### GOAL
Collect every line in the listing below that contains the word "carved". Count a match only when the capitalization is the same.

### SUPPLIED MATERIAL
▼
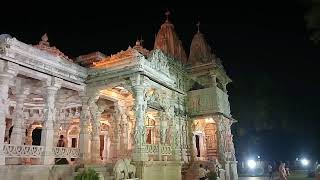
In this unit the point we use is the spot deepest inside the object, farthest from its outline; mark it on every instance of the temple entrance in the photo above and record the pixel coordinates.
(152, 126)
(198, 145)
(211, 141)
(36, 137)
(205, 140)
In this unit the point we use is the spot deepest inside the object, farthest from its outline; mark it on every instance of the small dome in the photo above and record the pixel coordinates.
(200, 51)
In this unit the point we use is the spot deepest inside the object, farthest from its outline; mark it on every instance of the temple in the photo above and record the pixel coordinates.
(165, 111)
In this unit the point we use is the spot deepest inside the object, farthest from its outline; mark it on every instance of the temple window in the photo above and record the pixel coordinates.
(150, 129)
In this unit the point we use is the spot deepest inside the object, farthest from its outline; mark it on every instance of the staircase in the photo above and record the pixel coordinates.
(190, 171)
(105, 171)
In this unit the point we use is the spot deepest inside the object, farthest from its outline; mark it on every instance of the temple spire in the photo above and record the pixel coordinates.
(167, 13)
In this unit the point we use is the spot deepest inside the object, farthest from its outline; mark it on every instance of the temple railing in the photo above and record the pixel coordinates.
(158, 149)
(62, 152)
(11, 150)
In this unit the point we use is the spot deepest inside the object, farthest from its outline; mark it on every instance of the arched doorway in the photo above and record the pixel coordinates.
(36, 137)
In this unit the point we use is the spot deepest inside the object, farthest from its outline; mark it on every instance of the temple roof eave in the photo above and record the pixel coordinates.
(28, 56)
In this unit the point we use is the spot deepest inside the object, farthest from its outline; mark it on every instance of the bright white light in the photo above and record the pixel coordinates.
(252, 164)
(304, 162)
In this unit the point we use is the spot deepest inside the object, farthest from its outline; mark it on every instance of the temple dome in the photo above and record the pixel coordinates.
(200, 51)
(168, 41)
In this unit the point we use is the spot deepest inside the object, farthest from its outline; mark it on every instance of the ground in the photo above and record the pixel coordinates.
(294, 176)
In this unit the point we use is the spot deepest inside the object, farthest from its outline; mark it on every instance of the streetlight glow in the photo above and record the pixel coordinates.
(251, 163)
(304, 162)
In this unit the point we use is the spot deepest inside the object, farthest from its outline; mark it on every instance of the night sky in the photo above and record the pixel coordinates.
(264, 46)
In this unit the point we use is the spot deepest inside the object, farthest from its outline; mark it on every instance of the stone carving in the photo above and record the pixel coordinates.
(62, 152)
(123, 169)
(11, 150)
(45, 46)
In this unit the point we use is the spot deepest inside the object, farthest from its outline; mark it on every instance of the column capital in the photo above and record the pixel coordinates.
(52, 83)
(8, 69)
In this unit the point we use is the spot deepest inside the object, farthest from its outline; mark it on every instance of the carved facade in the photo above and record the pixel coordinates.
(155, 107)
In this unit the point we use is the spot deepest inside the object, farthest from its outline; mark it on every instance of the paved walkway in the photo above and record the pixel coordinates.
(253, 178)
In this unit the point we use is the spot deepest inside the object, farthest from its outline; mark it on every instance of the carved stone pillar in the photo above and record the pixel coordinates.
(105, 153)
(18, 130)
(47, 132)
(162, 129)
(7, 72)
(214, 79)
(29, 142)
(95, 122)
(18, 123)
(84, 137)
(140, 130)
▲
▼
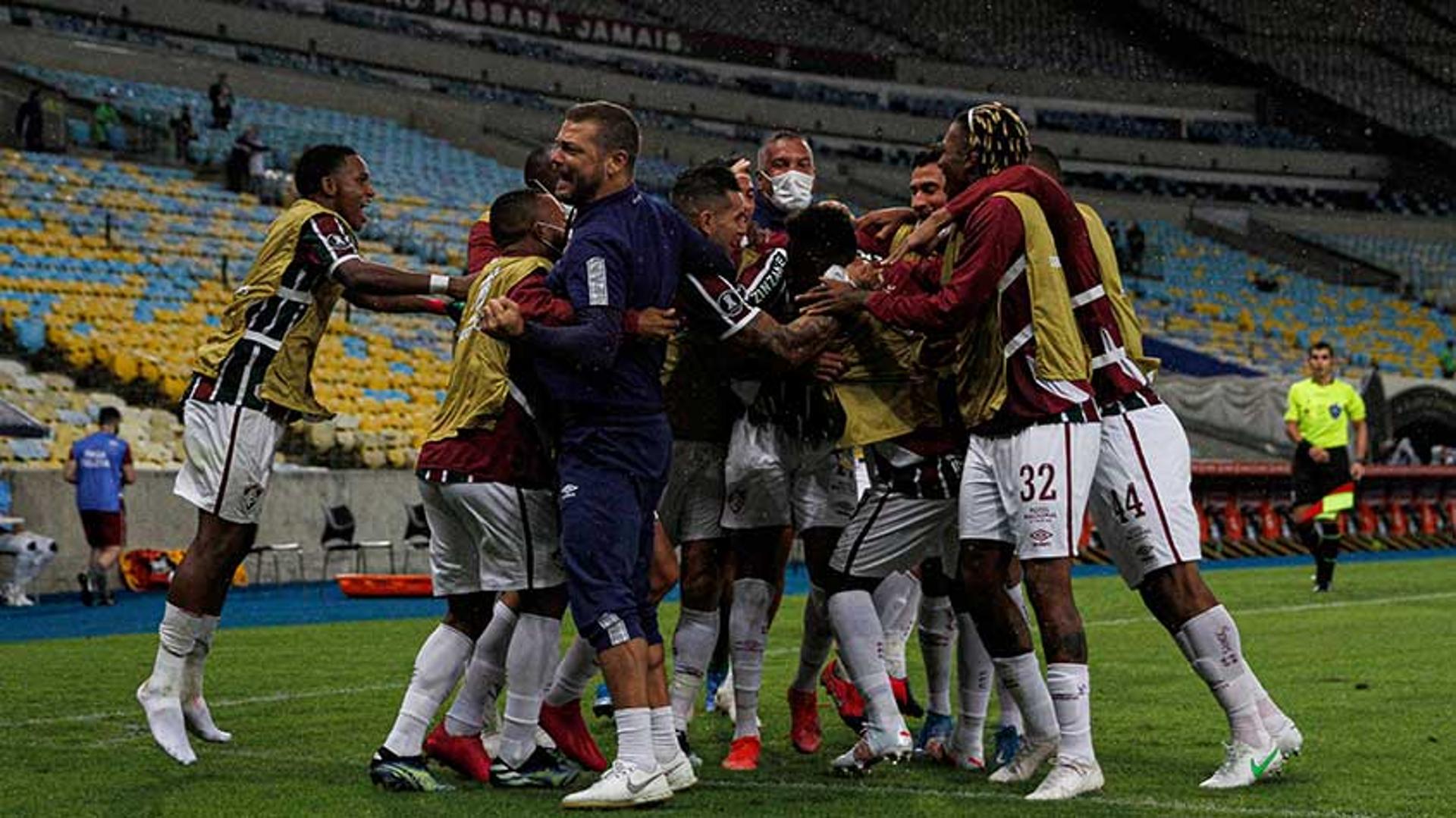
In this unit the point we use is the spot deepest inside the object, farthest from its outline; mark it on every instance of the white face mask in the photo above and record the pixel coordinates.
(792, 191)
▲
▼
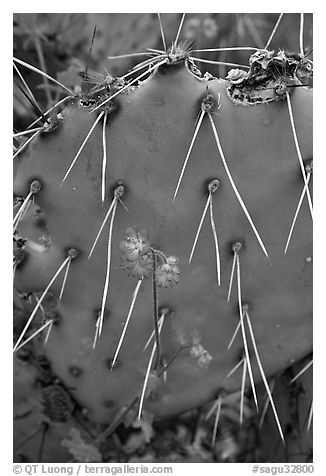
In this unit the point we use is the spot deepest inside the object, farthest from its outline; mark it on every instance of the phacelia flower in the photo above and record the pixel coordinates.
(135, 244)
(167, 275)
▲
### ANSWER TO THE EXERCISE
In this unit the point we use is the spot deepest inside the object, farthest from its outline; mark it on every instance of the carved facade in the photo above and record the pixel coordinates.
In this unit the point we use is the spot deepest inside the object, farthest from its outline; mark it on every instance of the carved stone pillar in the photo above and record the pixel coordinates.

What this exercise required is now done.